# Start of Given passage

Jose Luis Cardoso Lobo (born 2 February 1975 in Seville, Spain) is a Grand Prix motorcycle road racer. During the 2006 season, he rode for the Pramac d'Antin Ducati squad, his second time with this team.

Early career
His first success was victory in the 1990 Andalucian 125cc championship, before moving up to the national championship a year later. In 1993 he won the Spanish 125cc title, as well as the Andalucian 250cc series, and made his 125cc World Championship debut in his home round. He combined world and Spanish 250cc racing over the next two seasons, finishing as runner-up in his domestic series in 1995.

Cardoso concentrated on international racing for the first time in 1996, but did not match his 16th overall in the world series over the next two seasons. He doubled up successfully in 1998, winning the Spanish 250cc title and finishing 11th in the international level.

500cc and MotoGP part 1
This was enough to earn him a 500cc World Championship ride with the TSR Honda team in 1999, finishing 25th overall. In 2000 his team had sponsorship from Maxon Dee Cee Jeans, and he finished 18th overall. 2001 was his first year with Luis D'Antin's team, and he racked up 45 points, more than double his 2000 total, although it was only good for 16th overall. The championship became MotoGP in 2002, although he only made 5 appearances, and did not race anything in 2003.

# End of Given passage
# Start of Provided material

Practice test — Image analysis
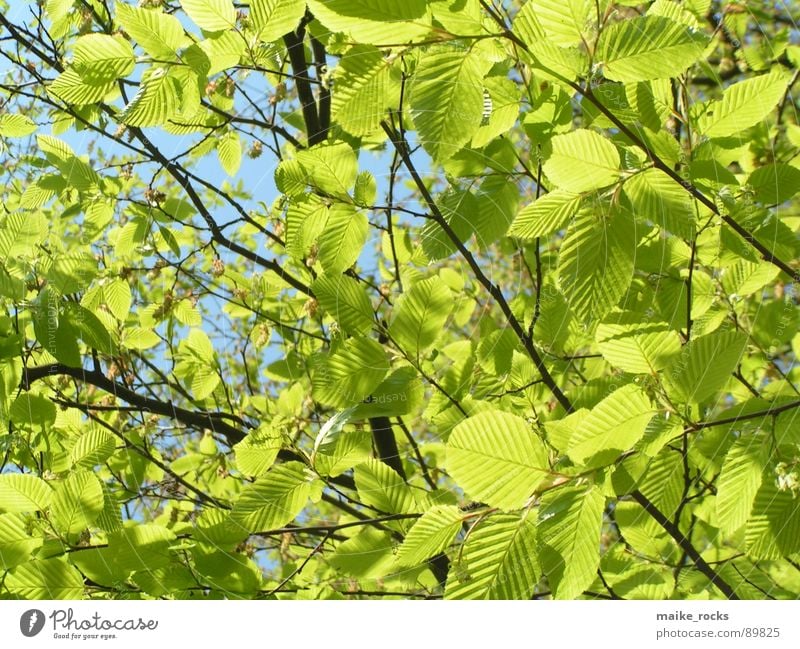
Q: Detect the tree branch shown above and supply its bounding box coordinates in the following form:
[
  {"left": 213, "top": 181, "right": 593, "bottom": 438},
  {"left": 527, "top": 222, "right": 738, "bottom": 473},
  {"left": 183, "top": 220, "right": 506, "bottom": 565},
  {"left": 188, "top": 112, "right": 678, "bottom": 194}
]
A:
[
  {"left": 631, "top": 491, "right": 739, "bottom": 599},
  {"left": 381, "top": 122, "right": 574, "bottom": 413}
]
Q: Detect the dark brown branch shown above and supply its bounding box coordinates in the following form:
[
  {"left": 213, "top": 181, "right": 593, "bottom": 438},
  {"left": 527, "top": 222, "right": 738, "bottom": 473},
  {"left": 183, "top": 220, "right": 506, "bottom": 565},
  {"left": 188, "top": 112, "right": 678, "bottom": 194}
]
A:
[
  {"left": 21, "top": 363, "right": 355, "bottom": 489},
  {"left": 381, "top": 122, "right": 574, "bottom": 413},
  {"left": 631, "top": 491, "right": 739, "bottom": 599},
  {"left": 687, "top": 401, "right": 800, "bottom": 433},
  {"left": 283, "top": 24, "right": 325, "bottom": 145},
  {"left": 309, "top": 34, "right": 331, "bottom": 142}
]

# End of Provided material

» **Required task**:
Reproduce the passage about Jose Luis Cardoso in full, word for word. The items are separate material and are not connected to the passage about Jose Luis Cardoso.

» **Completed task**:
Jose Luis Cardoso Lobo (born 2 February 1975 in Seville, Spain) is a Grand Prix motorcycle road racer. During the 2006 season, he rode for the Pramac d'Antin Ducati squad, his second time with this team.

Early career
His first success was victory in the 1990 Andalucian 125cc championship, before moving up to the national championship a year later. In 1993 he won the Spanish 125cc title, as well as the Andalucian 250cc series, and made his 125cc World Championship debut in his home round. He combined world and Spanish 250cc racing over the next two seasons, finishing as runner-up in his domestic series in 1995.

Cardoso concentrated on international racing for the first time in 1996, but did not match his 16th overall in the world series over the next two seasons. He doubled up successfully in 1998, winning the Spanish 250cc title and finishing 11th in the international level.

500cc and MotoGP part 1
This was enough to earn him a 500cc World Championship ride with the TSR Honda team in 1999, finishing 25th overall. In 2000 his team had sponsorship from Maxon Dee Cee Jeans, and he finished 18th overall. 2001 was his first year with Luis D'Antin's team, and he racked up 45 points, more than double his 2000 total, although it was only good for 16th overall. The championship became MotoGP in 2002, although he only made 5 appearances, and did not race anything in 2003.